* _DESCRIPTION OF THE TASK_:
When you copy the data that follows, reproduce every word exactly and leave out the images.
---------- STUDY MATERIAL ----------
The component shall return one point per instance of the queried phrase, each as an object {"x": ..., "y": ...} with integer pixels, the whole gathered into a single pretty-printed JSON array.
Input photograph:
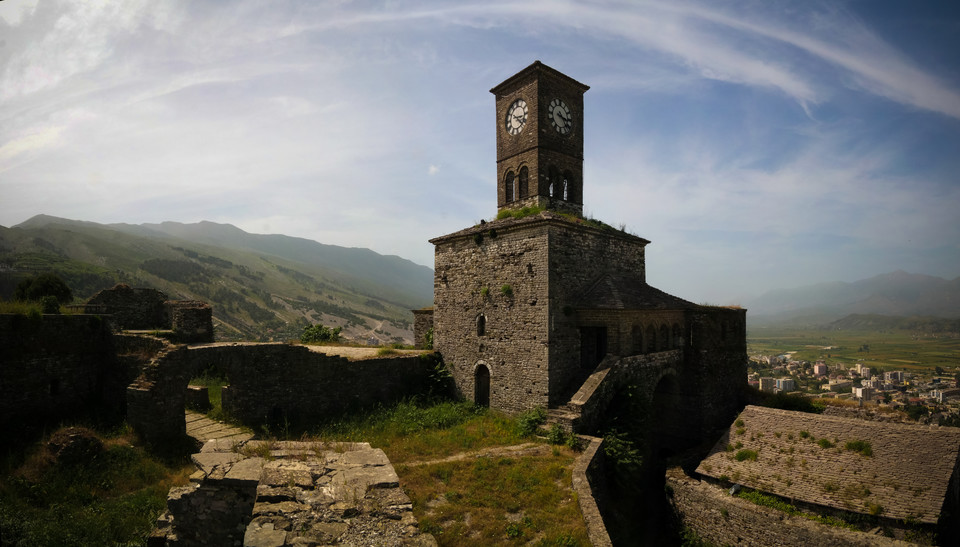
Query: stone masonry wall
[
  {"x": 722, "y": 519},
  {"x": 470, "y": 274},
  {"x": 578, "y": 256},
  {"x": 131, "y": 308},
  {"x": 54, "y": 367},
  {"x": 192, "y": 321},
  {"x": 272, "y": 384},
  {"x": 422, "y": 324}
]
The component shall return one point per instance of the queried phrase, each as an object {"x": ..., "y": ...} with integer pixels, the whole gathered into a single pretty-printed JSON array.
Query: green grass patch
[
  {"x": 496, "y": 500},
  {"x": 113, "y": 499},
  {"x": 519, "y": 213}
]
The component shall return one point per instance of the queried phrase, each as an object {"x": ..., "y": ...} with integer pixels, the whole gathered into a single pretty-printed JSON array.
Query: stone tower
[
  {"x": 542, "y": 307},
  {"x": 540, "y": 140}
]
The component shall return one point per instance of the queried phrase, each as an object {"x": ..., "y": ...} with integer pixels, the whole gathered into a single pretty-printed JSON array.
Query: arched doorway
[{"x": 481, "y": 385}]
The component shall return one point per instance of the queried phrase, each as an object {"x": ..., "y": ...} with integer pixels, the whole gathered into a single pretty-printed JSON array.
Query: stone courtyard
[{"x": 272, "y": 494}]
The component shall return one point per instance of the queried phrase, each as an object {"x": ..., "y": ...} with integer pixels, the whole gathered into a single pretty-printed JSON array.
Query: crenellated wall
[{"x": 270, "y": 384}]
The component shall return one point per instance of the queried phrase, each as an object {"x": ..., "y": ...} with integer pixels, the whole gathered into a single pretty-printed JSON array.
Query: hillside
[
  {"x": 262, "y": 287},
  {"x": 894, "y": 294}
]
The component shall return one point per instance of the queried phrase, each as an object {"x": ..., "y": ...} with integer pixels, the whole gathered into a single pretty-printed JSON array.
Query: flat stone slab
[{"x": 302, "y": 494}]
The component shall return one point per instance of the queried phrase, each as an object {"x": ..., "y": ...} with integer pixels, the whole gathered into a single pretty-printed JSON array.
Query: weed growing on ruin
[
  {"x": 523, "y": 212},
  {"x": 860, "y": 446}
]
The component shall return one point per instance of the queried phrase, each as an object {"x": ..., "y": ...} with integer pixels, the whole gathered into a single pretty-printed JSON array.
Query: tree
[{"x": 46, "y": 284}]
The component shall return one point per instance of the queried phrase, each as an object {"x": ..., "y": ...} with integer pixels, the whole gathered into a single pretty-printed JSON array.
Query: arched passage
[{"x": 481, "y": 385}]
----------
* _ANSWER FOR THIS EXERCISE_:
The component shall return one point per instance of the queried phrase, each as an object {"x": ..., "y": ...} with integer pixels, the whole gathered into a single pretty-printed JSON array.
Input photograph:
Query: stone masonry wall
[
  {"x": 722, "y": 519},
  {"x": 470, "y": 274},
  {"x": 578, "y": 256},
  {"x": 131, "y": 308},
  {"x": 54, "y": 367},
  {"x": 192, "y": 321},
  {"x": 272, "y": 384},
  {"x": 422, "y": 324}
]
The component shall return one point per instance of the queried phrase, each as an object {"x": ..., "y": ...} with integer pixels, the whole gathered into a single pretty-printed JSON array.
Query: green grass patch
[
  {"x": 496, "y": 500},
  {"x": 113, "y": 499},
  {"x": 519, "y": 213}
]
The component shall return one point per instance of the queried phrase, each as an object {"x": ..., "y": ...} with integer pixels, the whole gathered into a single pretty-printed JSON array.
Query: stone tower
[
  {"x": 542, "y": 307},
  {"x": 540, "y": 140}
]
The component shall return one point per instance of the queried phrase, each as an object {"x": ..., "y": ...} with integer pixels, the whole gathered into a single pretty-printed JSON array.
Query: arched doorway
[{"x": 481, "y": 385}]
The component shall return one point per instance of the queried phrase, each as an object {"x": ..., "y": ...} with integer pixels, the whole gathered into a single pretty-printed JSON array.
Query: stone courtyard
[{"x": 272, "y": 494}]
The component shall return one point per instance of the queried phrase, each as an object {"x": ..., "y": ...} with integer pixels, the whole gathered into a single pretty-printed JSON array.
Query: crenellated wall
[{"x": 270, "y": 384}]
The component shall return one point per instance of the queried phrase, each as an object {"x": ..., "y": ...} with integer pixels, the whole gathered into a single pretty-printed JSON array.
Query: hillside
[
  {"x": 262, "y": 287},
  {"x": 894, "y": 294}
]
The component shall return one point per instance of the queried phrase, each as an object {"x": ..., "y": ...} with integer pixels, the whole gathered into a single pretty-printed JSON array.
Query: flat stone slab
[{"x": 302, "y": 494}]
The component shall return one point per instance of the queried phrase, each as an object {"x": ..., "y": ...} with integer pixels, the whole gathered into a single pretty-printed JSON array.
Query: weed growing on ruin
[
  {"x": 523, "y": 212},
  {"x": 860, "y": 446}
]
The component shall return one point per instance of the queried phrase, each as an object {"x": ..., "y": ...} with integer pixels, the whole gathered into a single pretty-printed JSON array.
Query: tree
[{"x": 46, "y": 284}]
The component shall return one point per instance of the queried phrase, each as an object {"x": ..., "y": ...} with integer pixels, the whole gathered into a single pretty-printed JSON array.
Query: arched passage
[{"x": 481, "y": 385}]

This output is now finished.